> **SÉRIE D'EXERCICES**
**1)** Recopiez le texte sur Neil et Vanessa depuis « Grâce à cette information, Neil » jusqu'à « situation à son avantage. » inclus.
**2)** Prolongez le texte sur Neil et Vanessa en reprenant juste après sa dernière phrase.

> **PASSAGE FOURNI**
/---

Grâce à cette information, Neil va entreprendre une action plus hardie : parler à Vanessa, protégé par l’anonymat d’un faux appel de call-center.

Les conditions même de ce coup de fil en sont la limite : s’il peut obtenir quelques informations, le mensonge téléphonique est un obstacle à la réalisation de son objectif : séduire la blonde. Il ne crée ici aucune intimité et n’obtient pas d’information réelle.

Nous découvrons alors Whit, petit ami de Vanessa, amoureux jaloux et transi.

Témoin révulsé des démonstrations de la suffisance de Carlo et de la complaisance de Vanessa, Neil va tenter de foutre en l’air la soirée en appelant la police pour tapage nocturne.

Mais cette action produit des effets faibles (le héros underground travaille souvent en basse intensité), et les aptitudes sociales de Carlo suffiront à tourner la situation à son avantage.

Dans la scène suivante, Neil tombe sur Vanessa dans une pharmacie, en train d’acheter un test de grossesse. Surmontant sa timidité, il tente de profiter de la situation pour se rapprocher d’elle alors qu’elle semble fragile affectivement, mais il échoue autant à cause d’un obstacle interne (sa maladresse) qu’externe (l’émotivité de Vanessa).

La relation entre Vanessa et Carlo évolue. Dans la scène suivante, Carlo menace ouvertement Vanessa de rupture.

C’est une évolution plutôt positive pour Neil, qui n’en a pourtant pas connaissance et ne peut donc pas exploiter cette information : c’est donc encore une ironie dramatique.

\---

(Données d'ancrage de points dans des images)
/---

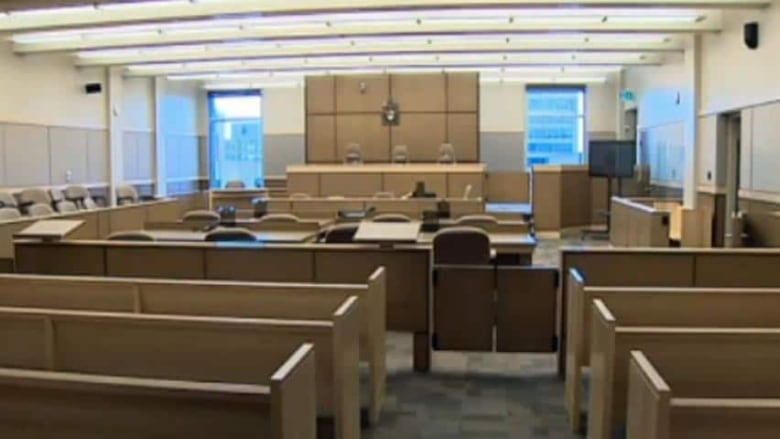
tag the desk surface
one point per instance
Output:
(387, 232)
(286, 236)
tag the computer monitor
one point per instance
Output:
(611, 159)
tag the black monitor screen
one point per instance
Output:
(614, 159)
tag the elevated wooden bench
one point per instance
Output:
(630, 327)
(232, 350)
(714, 394)
(81, 406)
(662, 305)
(216, 298)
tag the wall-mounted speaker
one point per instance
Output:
(93, 88)
(751, 35)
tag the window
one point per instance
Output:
(236, 138)
(556, 126)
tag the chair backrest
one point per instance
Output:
(446, 153)
(66, 206)
(80, 196)
(130, 236)
(7, 199)
(353, 155)
(8, 213)
(476, 219)
(231, 234)
(391, 218)
(40, 209)
(461, 246)
(400, 154)
(384, 195)
(126, 194)
(35, 195)
(279, 217)
(235, 184)
(201, 216)
(341, 234)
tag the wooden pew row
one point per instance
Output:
(709, 320)
(36, 404)
(664, 267)
(683, 396)
(408, 270)
(655, 299)
(217, 299)
(98, 223)
(231, 350)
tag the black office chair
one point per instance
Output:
(131, 236)
(341, 234)
(231, 235)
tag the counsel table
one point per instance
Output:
(281, 236)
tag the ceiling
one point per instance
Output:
(275, 43)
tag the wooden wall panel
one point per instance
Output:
(367, 131)
(463, 134)
(419, 93)
(320, 95)
(463, 92)
(321, 138)
(361, 94)
(422, 133)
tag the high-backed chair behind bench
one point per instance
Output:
(126, 194)
(129, 407)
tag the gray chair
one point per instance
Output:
(231, 235)
(80, 196)
(7, 199)
(461, 246)
(201, 217)
(391, 218)
(384, 195)
(279, 218)
(235, 184)
(476, 220)
(353, 156)
(40, 210)
(446, 153)
(126, 194)
(9, 213)
(31, 196)
(400, 154)
(131, 236)
(341, 234)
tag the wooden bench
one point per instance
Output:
(721, 392)
(665, 304)
(408, 270)
(64, 405)
(658, 267)
(685, 328)
(217, 298)
(232, 350)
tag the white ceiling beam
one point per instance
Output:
(401, 61)
(184, 10)
(205, 53)
(105, 41)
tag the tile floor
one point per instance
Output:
(469, 395)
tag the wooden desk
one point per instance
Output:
(387, 232)
(281, 236)
(367, 179)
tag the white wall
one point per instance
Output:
(48, 90)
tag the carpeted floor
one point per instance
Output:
(469, 395)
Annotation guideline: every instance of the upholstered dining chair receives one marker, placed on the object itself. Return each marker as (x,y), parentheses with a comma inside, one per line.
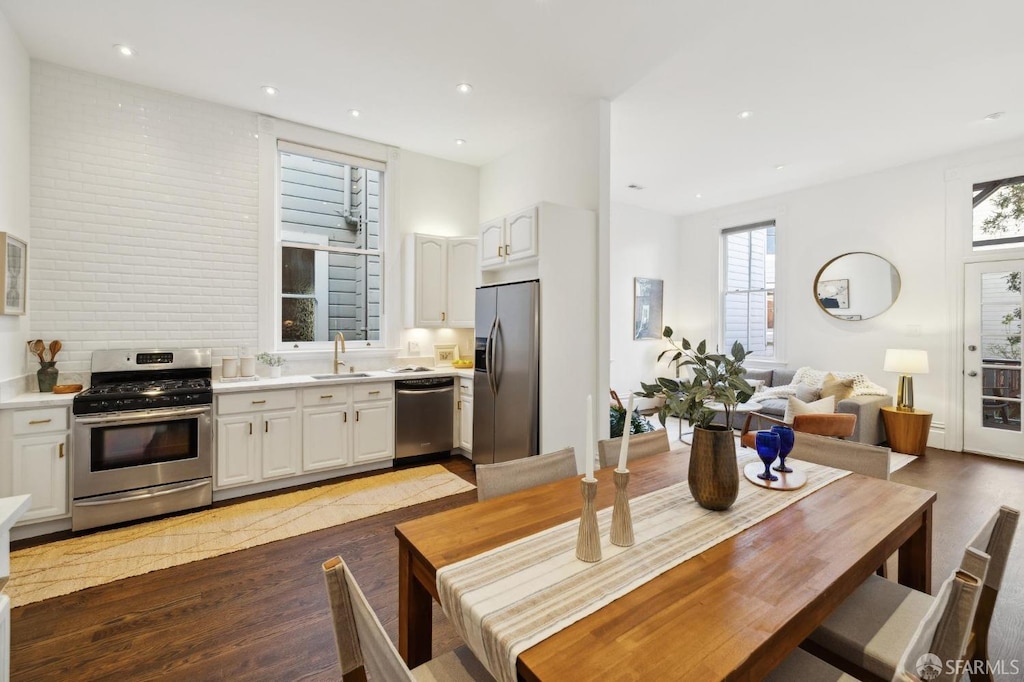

\---

> **RÉSULTATS DANS L'ORDRE**
**1)**
Grâce à cette information, Neil va entreprendre une action plus hardie : parler à Vanessa, protégé par l’anonymat d’un faux appel de call-center.

Les conditions même de ce coup de fil en sont la limite : s’il peut obtenir quelques informations, le mensonge téléphonique est un obstacle à la réalisation de son objectif : séduire la blonde. Il ne crée ici aucune intimité et n’obtient pas d’information réelle.

Nous découvrons alors Whit, petit ami de Vanessa, amoureux jaloux et transi.

Témoin révulsé des démonstrations de la suffisance de Carlo et de la complaisance de Vanessa, Neil va tenter de foutre en l’air la soirée en appelant la police pour tapage nocturne.

Mais cette action produit des effets faibles (le héros underground travaille souvent en basse intensité), et les aptitudes sociales de Carlo suffiront à tourner la situation à son avantage.

**2)**
La progression dramatique est respectée, le conflit monte en intensité : Neil va alors rencontrer un obstacle de taille : Vanessa envoie Whit l’intimider. La situation révèle le caractère éhonté de Vanessa. La rencontre entre Whit et Neil est une articulation importante, Neil s’écrase, conformément à son caractère, mais il donne à Whit deux informations importantes :
 Vanessa est peut-être enceinte ;
 Whit devrait se méfier d’un certain Carlo.

Effet immédiat :
 Whit déclare à Vanessa qu’il est prêt à l’épouser. Cette scène permet de caractériser plus avant les deux personnages. Whit est pantelant devant Vanessa, qui affiche son mépris pour les démonstrations amoureuses et la faiblesse de son amant.
 Whit suit Vanessa, conformément à son caractère jaloux.

N’ayant plus rien à perdre, Neil tente son va-tout : il aborde enfin frontalement Vanessa, dans un acte symétrique à la scène de la rencontre (l’achat d’une carte postale et une discussion à la caisse).

Mais l’obstacle est trop grand : la progression dramatique ne lui donne logiquement aucune chance de la séduire. Vanessa affiche clairement son mépris pour lui. Neil s’enfuit devant la violence des propos de Vanessa et sa menace d’appeler la police. C’est le climax.

Seul chez lui, Neil accepte visiblement son échec. Il prend des médicaments et se saoule pendant qu’à quelques mètres de là , Carlo et Vanessa s’apprêtent à dévergonder Pilar, la copine de Vanessa.

La scène est symétrique de la fin de l’exposition : Pilar s’était refusée au jeu sexuel proposé par Carlo, ici c’est Vanessa qui va tenter de convaincre sa copine dans le but visible de faire durer son couple. Des trois hommes présents dans le récit, elle choisit celui qui possède les attributs de la virilité.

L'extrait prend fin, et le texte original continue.